+++ Given records +++

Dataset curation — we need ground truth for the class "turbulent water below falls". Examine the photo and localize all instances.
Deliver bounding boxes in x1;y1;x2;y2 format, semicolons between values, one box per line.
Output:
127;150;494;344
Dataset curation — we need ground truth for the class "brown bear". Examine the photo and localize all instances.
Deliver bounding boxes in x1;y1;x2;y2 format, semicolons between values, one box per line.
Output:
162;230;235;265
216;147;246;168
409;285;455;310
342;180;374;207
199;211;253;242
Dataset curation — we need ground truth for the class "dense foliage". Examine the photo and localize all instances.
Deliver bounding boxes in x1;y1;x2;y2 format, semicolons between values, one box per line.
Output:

+++
+++ Given records +++

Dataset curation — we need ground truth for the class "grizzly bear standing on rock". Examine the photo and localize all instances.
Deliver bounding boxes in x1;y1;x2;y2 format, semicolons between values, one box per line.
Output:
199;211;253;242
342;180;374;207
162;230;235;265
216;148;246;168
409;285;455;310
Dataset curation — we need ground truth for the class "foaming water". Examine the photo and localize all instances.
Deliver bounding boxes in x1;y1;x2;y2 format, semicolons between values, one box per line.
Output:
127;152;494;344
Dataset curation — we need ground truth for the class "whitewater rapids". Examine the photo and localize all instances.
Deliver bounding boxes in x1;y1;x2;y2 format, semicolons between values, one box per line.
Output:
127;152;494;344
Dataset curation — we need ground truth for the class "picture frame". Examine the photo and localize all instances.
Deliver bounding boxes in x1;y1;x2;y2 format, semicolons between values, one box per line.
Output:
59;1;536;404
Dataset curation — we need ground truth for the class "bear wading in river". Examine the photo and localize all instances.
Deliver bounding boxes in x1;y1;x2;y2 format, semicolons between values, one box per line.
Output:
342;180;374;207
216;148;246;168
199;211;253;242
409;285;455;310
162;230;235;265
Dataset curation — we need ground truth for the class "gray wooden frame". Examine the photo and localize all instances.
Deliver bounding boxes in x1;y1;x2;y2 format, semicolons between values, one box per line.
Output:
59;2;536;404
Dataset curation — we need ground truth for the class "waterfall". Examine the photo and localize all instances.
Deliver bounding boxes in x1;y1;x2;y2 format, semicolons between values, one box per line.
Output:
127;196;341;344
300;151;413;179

+++
+++ Given records +++

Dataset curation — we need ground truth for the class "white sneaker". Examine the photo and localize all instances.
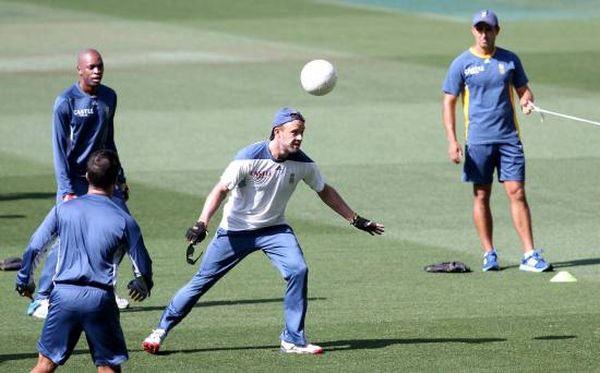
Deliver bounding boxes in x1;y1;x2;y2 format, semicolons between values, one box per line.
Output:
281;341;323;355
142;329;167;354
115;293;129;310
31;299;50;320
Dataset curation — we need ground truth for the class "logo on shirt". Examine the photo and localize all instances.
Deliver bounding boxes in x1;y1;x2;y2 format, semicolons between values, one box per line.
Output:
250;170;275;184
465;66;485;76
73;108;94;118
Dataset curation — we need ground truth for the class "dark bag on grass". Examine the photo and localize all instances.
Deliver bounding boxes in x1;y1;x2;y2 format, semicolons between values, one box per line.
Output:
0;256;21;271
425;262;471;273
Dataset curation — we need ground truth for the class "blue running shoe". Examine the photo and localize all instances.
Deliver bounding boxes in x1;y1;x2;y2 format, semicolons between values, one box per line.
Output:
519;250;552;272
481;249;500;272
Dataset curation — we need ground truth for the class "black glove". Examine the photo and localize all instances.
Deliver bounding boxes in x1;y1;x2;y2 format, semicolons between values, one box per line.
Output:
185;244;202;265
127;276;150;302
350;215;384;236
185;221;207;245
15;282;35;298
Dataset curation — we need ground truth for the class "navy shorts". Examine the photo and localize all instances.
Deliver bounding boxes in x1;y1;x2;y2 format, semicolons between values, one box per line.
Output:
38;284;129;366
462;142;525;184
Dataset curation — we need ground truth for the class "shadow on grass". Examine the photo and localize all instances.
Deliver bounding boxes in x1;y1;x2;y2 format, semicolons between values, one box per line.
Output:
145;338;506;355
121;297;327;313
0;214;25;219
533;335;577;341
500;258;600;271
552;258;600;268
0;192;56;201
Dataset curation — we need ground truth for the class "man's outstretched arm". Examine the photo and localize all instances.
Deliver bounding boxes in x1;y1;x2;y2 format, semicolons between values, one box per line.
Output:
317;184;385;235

+++

> **Task prompt**: Pull out each line of the rows above that contains the string "bear", treating uppercase and lowercase letters as distinct.

> **The reply**:
Dataset curation — we need ground truth for the class "brown bear". Examine the photo and localize all instances.
Dataset curation — we need ground truth for the class "grizzly bear standing on rock". Examine the photo and localize all instances.
Dataset curation — we need ground truth for the class "bear wading in river". Examine the photo and localize all instances.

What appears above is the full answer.